-- Start of Provided data --

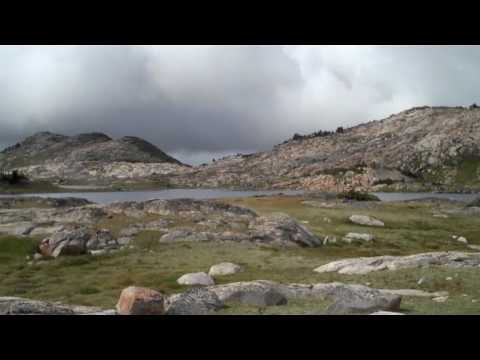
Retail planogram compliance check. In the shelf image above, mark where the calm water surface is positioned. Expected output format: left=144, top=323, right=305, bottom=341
left=0, top=189, right=480, bottom=204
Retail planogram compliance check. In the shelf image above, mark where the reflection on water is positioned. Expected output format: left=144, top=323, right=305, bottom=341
left=373, top=192, right=480, bottom=202
left=0, top=189, right=480, bottom=204
left=0, top=189, right=303, bottom=204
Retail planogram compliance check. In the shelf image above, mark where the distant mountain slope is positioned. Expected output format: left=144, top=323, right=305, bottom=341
left=0, top=107, right=480, bottom=191
left=171, top=107, right=480, bottom=191
left=0, top=132, right=180, bottom=168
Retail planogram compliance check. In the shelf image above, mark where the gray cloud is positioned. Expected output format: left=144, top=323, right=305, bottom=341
left=0, top=46, right=480, bottom=163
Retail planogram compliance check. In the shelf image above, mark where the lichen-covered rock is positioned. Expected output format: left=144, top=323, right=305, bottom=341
left=208, top=262, right=242, bottom=276
left=39, top=227, right=92, bottom=257
left=177, top=272, right=215, bottom=286
left=314, top=251, right=480, bottom=275
left=343, top=233, right=375, bottom=243
left=249, top=214, right=321, bottom=247
left=166, top=288, right=224, bottom=315
left=348, top=215, right=385, bottom=227
left=116, top=286, right=165, bottom=315
left=209, top=281, right=287, bottom=307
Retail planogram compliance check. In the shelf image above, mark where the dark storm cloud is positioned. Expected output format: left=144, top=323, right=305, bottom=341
left=0, top=46, right=480, bottom=162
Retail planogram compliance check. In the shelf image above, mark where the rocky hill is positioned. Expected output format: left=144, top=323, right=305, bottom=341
left=0, top=107, right=480, bottom=191
left=173, top=107, right=480, bottom=191
left=0, top=132, right=180, bottom=168
left=0, top=132, right=187, bottom=184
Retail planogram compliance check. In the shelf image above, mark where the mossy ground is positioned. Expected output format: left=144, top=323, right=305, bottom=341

-- End of Provided data --

Put each line of the records above into a numbered list, skipping any blank lines and leaving the pictures out.

1. Retail planogram compliance check. In the shelf image above, mark where the calm water surface is positioned. Expected output format: left=144, top=323, right=305, bottom=341
2. left=0, top=189, right=480, bottom=204
3. Retail planogram compliance check. In the shelf image above, mark where the reflection on water is positioned. Expected output format: left=144, top=323, right=305, bottom=341
4. left=373, top=192, right=480, bottom=202
5. left=0, top=189, right=480, bottom=204
6. left=0, top=189, right=303, bottom=204
7. Retail planogram compliance check. In the shelf image above, mark where the distant mountain slope is positioned. Expected output format: left=144, top=323, right=305, bottom=341
8. left=0, top=107, right=480, bottom=191
9. left=171, top=107, right=480, bottom=191
10. left=0, top=132, right=180, bottom=168
11. Retail planogram compliance check. In the shelf image above, mark where the gray cloud is positioned. Expected output format: left=144, top=323, right=305, bottom=341
12. left=0, top=46, right=480, bottom=163
13. Retail planogram compliance check. In the shelf image above, mark where the lichen-covered rock is positioned. Expected output format: left=144, top=323, right=305, bottom=341
14. left=208, top=262, right=242, bottom=276
15. left=39, top=227, right=92, bottom=257
16. left=177, top=272, right=215, bottom=286
17. left=314, top=251, right=480, bottom=275
18. left=343, top=233, right=375, bottom=243
19. left=249, top=214, right=321, bottom=247
20. left=166, top=288, right=224, bottom=315
21. left=348, top=215, right=385, bottom=227
22. left=116, top=286, right=165, bottom=315
23. left=209, top=281, right=287, bottom=307
24. Retail planogram compliance check. In the shelf image above, mark where the dark storm cloud is positioned. Expected output format: left=144, top=323, right=305, bottom=341
25. left=0, top=46, right=480, bottom=162
26. Retail planogram compliance check. In the shelf image above, mark where the rocky hill is positioned. Expected output format: left=144, top=323, right=305, bottom=341
27. left=0, top=107, right=480, bottom=191
28. left=173, top=107, right=480, bottom=191
29. left=0, top=132, right=180, bottom=168
30. left=0, top=132, right=187, bottom=184
31. Retail planogram compliance check. In the shelf image above, mark where the mossy ground is positioned. Expected output format: left=144, top=323, right=305, bottom=341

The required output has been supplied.